What is being asked - Rewrite all the records below, putting "Labeling job" wherever "Annotation task" appears and leaving every other line unchanged.
◆ ◆ ◆ ◆ ◆ ◆ ◆
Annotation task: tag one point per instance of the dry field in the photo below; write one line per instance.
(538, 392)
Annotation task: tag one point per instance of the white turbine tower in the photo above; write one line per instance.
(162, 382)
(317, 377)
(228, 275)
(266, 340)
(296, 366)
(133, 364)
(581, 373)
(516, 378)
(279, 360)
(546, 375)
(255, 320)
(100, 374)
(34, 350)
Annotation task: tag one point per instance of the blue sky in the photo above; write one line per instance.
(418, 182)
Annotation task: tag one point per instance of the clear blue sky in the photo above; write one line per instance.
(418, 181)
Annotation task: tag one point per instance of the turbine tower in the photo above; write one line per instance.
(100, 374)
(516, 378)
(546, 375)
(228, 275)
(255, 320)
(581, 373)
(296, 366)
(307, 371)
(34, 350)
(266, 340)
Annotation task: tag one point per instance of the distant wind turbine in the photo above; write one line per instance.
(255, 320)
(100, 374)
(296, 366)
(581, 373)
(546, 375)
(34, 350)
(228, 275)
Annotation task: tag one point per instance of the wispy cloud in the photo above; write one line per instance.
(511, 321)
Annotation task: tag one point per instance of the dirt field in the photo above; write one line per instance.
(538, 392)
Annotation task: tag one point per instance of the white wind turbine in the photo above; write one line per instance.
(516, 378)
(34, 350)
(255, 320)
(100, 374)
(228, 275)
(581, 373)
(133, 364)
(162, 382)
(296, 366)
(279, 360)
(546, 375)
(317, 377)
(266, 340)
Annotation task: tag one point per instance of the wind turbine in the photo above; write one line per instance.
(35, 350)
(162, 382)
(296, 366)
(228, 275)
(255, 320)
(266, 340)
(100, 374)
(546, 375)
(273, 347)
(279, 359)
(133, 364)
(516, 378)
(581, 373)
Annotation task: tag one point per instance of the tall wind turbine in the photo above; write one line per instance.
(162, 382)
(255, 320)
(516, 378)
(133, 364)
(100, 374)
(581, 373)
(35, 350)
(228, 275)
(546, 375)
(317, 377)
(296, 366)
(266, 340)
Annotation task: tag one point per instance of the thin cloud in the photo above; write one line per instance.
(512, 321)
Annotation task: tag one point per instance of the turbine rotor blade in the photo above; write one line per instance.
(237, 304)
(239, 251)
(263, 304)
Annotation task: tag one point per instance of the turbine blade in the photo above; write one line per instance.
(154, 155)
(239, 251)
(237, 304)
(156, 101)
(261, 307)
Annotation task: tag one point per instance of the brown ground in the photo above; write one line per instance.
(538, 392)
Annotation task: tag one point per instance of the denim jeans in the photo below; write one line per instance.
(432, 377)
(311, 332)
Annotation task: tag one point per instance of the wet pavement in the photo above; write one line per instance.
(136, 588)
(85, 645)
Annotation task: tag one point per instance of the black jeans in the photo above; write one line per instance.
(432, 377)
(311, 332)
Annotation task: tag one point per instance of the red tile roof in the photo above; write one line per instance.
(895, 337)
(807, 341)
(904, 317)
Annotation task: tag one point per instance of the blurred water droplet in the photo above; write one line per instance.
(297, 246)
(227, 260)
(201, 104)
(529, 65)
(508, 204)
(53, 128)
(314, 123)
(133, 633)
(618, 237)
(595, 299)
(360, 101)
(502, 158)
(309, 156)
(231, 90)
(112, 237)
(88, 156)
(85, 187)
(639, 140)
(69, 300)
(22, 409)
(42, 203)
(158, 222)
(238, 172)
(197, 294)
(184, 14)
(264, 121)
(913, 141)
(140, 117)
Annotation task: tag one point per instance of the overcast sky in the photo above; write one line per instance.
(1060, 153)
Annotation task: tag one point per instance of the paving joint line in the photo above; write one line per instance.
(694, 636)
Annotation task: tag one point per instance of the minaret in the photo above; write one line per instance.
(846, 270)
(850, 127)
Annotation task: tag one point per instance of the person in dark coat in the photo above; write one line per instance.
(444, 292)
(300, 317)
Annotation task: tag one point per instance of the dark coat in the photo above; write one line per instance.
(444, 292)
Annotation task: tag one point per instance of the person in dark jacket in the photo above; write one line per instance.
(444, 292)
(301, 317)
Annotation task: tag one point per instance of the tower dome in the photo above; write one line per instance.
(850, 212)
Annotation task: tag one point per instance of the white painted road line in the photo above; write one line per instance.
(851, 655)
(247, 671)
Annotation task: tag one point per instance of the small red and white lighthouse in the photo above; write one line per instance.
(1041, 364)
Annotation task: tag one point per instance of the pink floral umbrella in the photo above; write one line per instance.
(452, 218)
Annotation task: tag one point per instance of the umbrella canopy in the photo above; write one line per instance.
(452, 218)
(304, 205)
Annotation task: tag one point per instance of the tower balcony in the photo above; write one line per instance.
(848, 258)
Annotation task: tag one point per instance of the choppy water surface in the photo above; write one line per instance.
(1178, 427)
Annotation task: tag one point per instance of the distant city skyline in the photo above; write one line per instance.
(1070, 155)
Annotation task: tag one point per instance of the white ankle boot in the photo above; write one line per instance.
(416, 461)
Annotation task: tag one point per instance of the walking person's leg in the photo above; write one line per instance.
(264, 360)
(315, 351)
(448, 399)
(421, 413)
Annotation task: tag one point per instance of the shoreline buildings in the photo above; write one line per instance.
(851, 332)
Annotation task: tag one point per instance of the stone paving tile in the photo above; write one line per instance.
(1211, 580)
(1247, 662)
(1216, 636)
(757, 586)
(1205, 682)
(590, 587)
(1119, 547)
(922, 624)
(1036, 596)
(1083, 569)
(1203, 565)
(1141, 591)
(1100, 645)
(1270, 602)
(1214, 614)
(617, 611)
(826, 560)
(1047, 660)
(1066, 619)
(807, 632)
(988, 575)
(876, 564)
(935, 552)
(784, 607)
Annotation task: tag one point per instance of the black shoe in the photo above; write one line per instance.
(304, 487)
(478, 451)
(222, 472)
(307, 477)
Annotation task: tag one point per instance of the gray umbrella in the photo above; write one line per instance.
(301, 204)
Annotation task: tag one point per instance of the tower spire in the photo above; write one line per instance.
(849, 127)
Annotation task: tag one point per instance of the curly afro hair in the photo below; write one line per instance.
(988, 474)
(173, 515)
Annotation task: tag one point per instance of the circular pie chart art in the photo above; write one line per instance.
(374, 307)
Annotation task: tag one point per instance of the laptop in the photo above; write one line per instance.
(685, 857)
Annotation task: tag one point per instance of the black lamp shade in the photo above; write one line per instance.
◆ ◆ ◆ ◆ ◆ ◆ ◆
Solved problem -
Labeling job: tag one point per instance of the dry field in the photo below; write one line per instance.
(538, 392)
Labeling job: tag one point per instance of the white turbine tower in the photo above; write one line per instance.
(162, 382)
(317, 377)
(228, 275)
(266, 340)
(296, 366)
(133, 364)
(581, 373)
(516, 378)
(279, 360)
(546, 375)
(255, 320)
(100, 374)
(34, 350)
Labeling job: tag one point per instance of the blue sky in the photo above; write one line per instance.
(418, 182)
Labeling job: tag one point per instance of the clear blue sky in the photo above; write one line per instance.
(418, 181)
Labeling job: tag one point per instance of the turbine tower in the photo above; write one line per instance.
(100, 374)
(516, 378)
(546, 375)
(228, 275)
(255, 320)
(581, 373)
(296, 366)
(307, 371)
(34, 350)
(266, 340)
Labeling job: tag one point per instance of the distant wind turbine in the photo above; write one line per instance.
(255, 320)
(100, 374)
(296, 366)
(581, 373)
(546, 375)
(34, 350)
(228, 275)
Labeling job: tag one point per instance of the wispy cloud in the photo above; write one line per instance.
(511, 321)
Labeling job: tag one point per instance of the dirt field in the photo above; write one line per instance.
(538, 392)
Labeling job: tag one point per instance of the white wind turbine in the photo above; write one line per instance.
(516, 378)
(34, 350)
(255, 320)
(100, 374)
(228, 275)
(581, 373)
(133, 364)
(162, 382)
(296, 366)
(279, 360)
(546, 375)
(317, 377)
(266, 340)
Labeling job: tag one point per instance of the wind turbine in the photo above; write one line per instance.
(35, 350)
(162, 382)
(296, 366)
(228, 275)
(255, 320)
(266, 340)
(100, 374)
(546, 375)
(273, 347)
(279, 359)
(133, 364)
(516, 378)
(581, 373)
Labeling job: tag one point per instance of the tall wind turbine in the photo above; write one line per instance.
(162, 382)
(255, 320)
(516, 378)
(133, 364)
(100, 374)
(581, 373)
(35, 350)
(228, 275)
(546, 375)
(317, 377)
(296, 366)
(266, 340)
Labeling job: tag one point per instance of the thin cloud in the photo above; write one line per instance.
(512, 321)
Labeling job: tag one point per instance of the turbine rotor blade in the photo above; write one line per instance.
(237, 304)
(239, 251)
(263, 304)
Labeling job: tag one point per instance of the turbine blade in the photo above; write one line per instance.
(154, 155)
(239, 251)
(237, 304)
(156, 101)
(261, 307)
Labeling job: tag one point per instance of the brown ground in the photo above; write one line per instance.
(538, 392)
Labeling job: tag one point per instance of the denim jeans in the photo below; write one line per instance.
(432, 377)
(311, 332)
Labeling job: tag one point per instance of the wet pavement in the photo above; write one line per instance.
(136, 588)
(85, 645)
Labeling job: tag one point per instance of the black jeans in the photo above; write one line per instance.
(432, 377)
(311, 332)
Labeling job: tag one point per instance of the red tile roof in the photo above; write one line per instance.
(895, 337)
(807, 341)
(904, 317)
Labeling job: tag one point per instance of the blurred water droplet in the photo above; write one line per instance.
(297, 246)
(227, 260)
(201, 104)
(529, 65)
(508, 204)
(53, 128)
(314, 123)
(133, 633)
(618, 237)
(595, 299)
(360, 101)
(502, 158)
(309, 156)
(231, 90)
(112, 237)
(88, 156)
(85, 187)
(639, 140)
(69, 300)
(22, 409)
(42, 203)
(158, 222)
(238, 172)
(197, 294)
(184, 14)
(264, 121)
(913, 141)
(140, 117)
Labeling job: tag one point per instance of the overcast sky in the photo above; write one line per instance.
(1060, 153)
Labeling job: tag one point per instance of the paving joint line in the photo above; write one line per instance.
(694, 636)
Labeling job: tag one point per instance of the minaret in the photo above; write one line per instance.
(846, 270)
(850, 127)
Labeling job: tag one point per instance of the person in dark coat in the photo above; write one line per instance.
(444, 292)
(300, 317)
Labeling job: tag one point per instance of the dark coat in the photo above; write one line per instance.
(444, 292)
Labeling job: tag one point per instance of the person in dark jacket in the photo above; write one line per instance.
(444, 292)
(301, 317)
Labeling job: tag one point per instance of the tower dome in the photo above; write one line per instance.
(850, 212)
Labeling job: tag one point per instance of the white painted road line in the photo above; write one line per instance.
(851, 655)
(247, 671)
Labeling job: tag one point per instance of the small red and white lighthouse in the photo above; write one line per instance.
(1041, 364)
Labeling job: tag one point per instance of the pink floral umbrella in the photo above; write one line per instance.
(452, 218)
Labeling job: tag one point per instance of the umbrella canopy in the photo above; write one line per instance.
(452, 218)
(304, 205)
Labeling job: tag one point per instance of the tower balcony in the photo above; write one line per instance.
(848, 258)
Labeling job: tag one point per instance of the choppy water surface in the photo above; write one line per instance.
(1178, 427)
Labeling job: tag one point per instance of the distant city skyline in the photo above; write one line per instance.
(1070, 155)
Labeling job: tag one point per instance of the white ankle boot in the photo above; write one line per instance.
(416, 461)
Labeling job: tag one point per instance of the walking person's leg in the photo above; write one line per instance.
(264, 360)
(315, 351)
(448, 399)
(421, 413)
Labeling job: tag one point per instance of the shoreline buildings in the photo above; write one line per instance.
(851, 332)
Labeling job: tag one point per instance of the stone paving tile in the photo above; write one line per instance.
(1211, 580)
(1247, 662)
(1216, 636)
(757, 586)
(1205, 682)
(590, 587)
(1119, 547)
(922, 624)
(1036, 596)
(1083, 569)
(1203, 565)
(1141, 591)
(1100, 645)
(1270, 602)
(1214, 614)
(617, 611)
(826, 560)
(1047, 660)
(1066, 619)
(807, 632)
(988, 575)
(876, 564)
(935, 552)
(784, 607)
Labeling job: tag one point per instance of the black shoe in the photo above; write one line per instance.
(304, 487)
(478, 451)
(222, 472)
(307, 477)
Labeling job: tag one point per instance of the gray umbrella in the photo above; write one line per instance.
(301, 204)
Labeling job: tag one point per instance of the tower spire in the photo above; write one line per instance.
(849, 127)
Labeling job: tag one point per instance of the curly afro hair in the photo below; write one line per instance.
(988, 474)
(173, 515)
Labeling job: tag one point per instance of the circular pie chart art in the photo above; write one line per instance.
(374, 307)
Labeling job: tag one point per instance of the laptop in the photo above; write one line per instance.
(685, 857)
Labeling job: tag one point per instance of the black lamp shade in the photo above; write one line per instance.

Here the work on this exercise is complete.